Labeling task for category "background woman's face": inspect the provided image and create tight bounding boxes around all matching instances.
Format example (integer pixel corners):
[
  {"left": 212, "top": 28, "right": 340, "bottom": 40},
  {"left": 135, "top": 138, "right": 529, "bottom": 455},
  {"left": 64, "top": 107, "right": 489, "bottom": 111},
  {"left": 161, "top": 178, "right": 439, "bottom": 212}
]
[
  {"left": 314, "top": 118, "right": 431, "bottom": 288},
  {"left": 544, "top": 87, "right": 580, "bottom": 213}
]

○ ○ ○

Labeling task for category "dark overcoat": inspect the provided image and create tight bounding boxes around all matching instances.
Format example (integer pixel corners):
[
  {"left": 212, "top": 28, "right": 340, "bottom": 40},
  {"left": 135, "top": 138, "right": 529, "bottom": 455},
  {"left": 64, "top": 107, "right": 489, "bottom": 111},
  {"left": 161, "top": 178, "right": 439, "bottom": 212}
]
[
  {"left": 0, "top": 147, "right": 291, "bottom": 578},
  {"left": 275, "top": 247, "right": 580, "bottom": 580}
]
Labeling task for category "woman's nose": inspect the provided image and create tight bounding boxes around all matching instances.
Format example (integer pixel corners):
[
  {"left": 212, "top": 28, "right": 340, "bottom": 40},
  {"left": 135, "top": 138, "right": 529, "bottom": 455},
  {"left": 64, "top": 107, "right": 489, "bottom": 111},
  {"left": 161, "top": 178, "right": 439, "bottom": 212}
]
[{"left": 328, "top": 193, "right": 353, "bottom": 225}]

○ ○ ○

Written problem -
Return every line from the items above that contains the word "tight", keeping the lines in their original order.

In response -
Labeling task for category "background woman's face": inspect the provided image and create tight bounding boxes around all matching instances.
Labeling task for category "dark overcoat": inspect the provided image and create tight bounding boxes around all matching instances.
Labeling task for category "woman's nose": inspect the provided image and create tight bounding boxes around all matching instances.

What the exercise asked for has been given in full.